Short problem: Reproduce the records below with each "distant hill" renamed to "faraway hill" and nothing else altered. Leave the pictures out of your version.

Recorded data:
__________________________________________________

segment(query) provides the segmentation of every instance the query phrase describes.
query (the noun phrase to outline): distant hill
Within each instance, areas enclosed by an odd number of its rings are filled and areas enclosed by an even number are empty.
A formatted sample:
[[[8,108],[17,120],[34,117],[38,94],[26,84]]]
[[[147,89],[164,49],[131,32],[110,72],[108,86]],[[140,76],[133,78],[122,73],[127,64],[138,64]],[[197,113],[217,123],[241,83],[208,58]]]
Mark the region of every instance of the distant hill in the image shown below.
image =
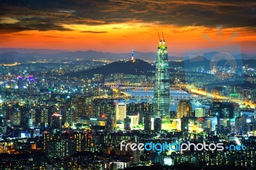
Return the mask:
[[[138,51],[134,52],[134,58],[143,60],[156,60],[157,53],[156,52],[141,52]],[[8,49],[0,48],[0,62],[12,63],[12,62],[26,62],[35,61],[38,58],[51,59],[52,60],[57,59],[69,59],[74,61],[77,58],[92,60],[106,59],[111,60],[119,60],[125,58],[129,59],[131,56],[130,52],[126,53],[114,53],[97,52],[92,50],[75,52],[55,50],[48,49]],[[9,57],[11,57],[8,59]],[[179,58],[169,56],[170,60],[179,60]]]
[[[90,76],[93,74],[108,75],[115,73],[134,75],[152,75],[152,71],[155,69],[154,66],[141,59],[136,59],[134,60],[115,61],[101,67],[89,70],[69,73],[65,75],[74,77]]]
[[[216,52],[204,53],[204,58],[207,60],[211,60],[211,58],[217,53],[218,52]],[[156,61],[156,52],[134,52],[134,58],[143,60]],[[243,60],[256,59],[256,57],[248,56],[245,54],[242,54],[241,56]],[[11,63],[13,62],[26,63],[27,61],[36,61],[38,59],[51,59],[51,61],[63,61],[63,60],[65,60],[66,61],[76,61],[77,58],[83,60],[106,59],[116,61],[122,59],[123,58],[129,59],[130,56],[130,52],[104,52],[92,50],[71,52],[51,49],[0,48],[0,63]],[[177,61],[183,60],[184,58],[177,58],[169,55],[168,59],[172,61]]]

__________________________________________________

Task result:
segment(query) provides the segmentation of every instance the query phrase describes.
query (the noun phrase to outline): faraway hill
Within each instance, areas enclosed by an odd number of its rings are filled and areas enclosed by an even number are empty.
A formatted sample:
[[[8,108],[17,120],[34,117],[38,94],[26,84]]]
[[[147,89],[164,49],[131,32],[110,72],[108,86]],[[140,76],[133,78],[122,73],[127,64],[138,64]],[[197,113],[217,123],[241,83],[208,58]]]
Mark the region of every instance of the faraway hill in the image shown below.
image =
Return the mask:
[[[138,51],[134,52],[134,58],[143,60],[156,60],[157,53],[156,52],[141,52]],[[8,49],[0,48],[0,62],[12,63],[12,62],[26,62],[35,61],[38,58],[51,59],[52,60],[57,59],[69,59],[74,61],[77,58],[92,60],[106,59],[111,60],[119,60],[125,58],[129,59],[131,56],[130,52],[126,53],[114,53],[97,52],[92,50],[75,52],[55,50],[48,49]],[[9,57],[11,57],[8,59]],[[179,58],[169,56],[170,60],[179,60]]]
[[[90,76],[93,74],[108,75],[115,73],[134,75],[152,75],[152,71],[155,69],[154,66],[141,59],[136,59],[134,60],[115,61],[101,67],[89,70],[69,73],[65,75],[74,77]]]
[[[216,52],[204,53],[204,58],[207,60],[211,60],[211,58],[217,53],[218,52]],[[156,61],[156,52],[134,52],[134,58],[143,60]],[[243,60],[256,59],[256,57],[248,56],[245,54],[242,54],[241,56]],[[11,63],[13,62],[26,63],[27,61],[36,61],[38,59],[51,59],[51,61],[63,61],[63,60],[65,60],[66,61],[76,61],[77,58],[83,60],[106,59],[116,61],[122,59],[123,58],[129,59],[130,56],[130,52],[104,52],[92,50],[71,52],[51,49],[0,48],[0,63]],[[177,61],[183,60],[184,58],[177,58],[169,55],[168,59],[172,61]]]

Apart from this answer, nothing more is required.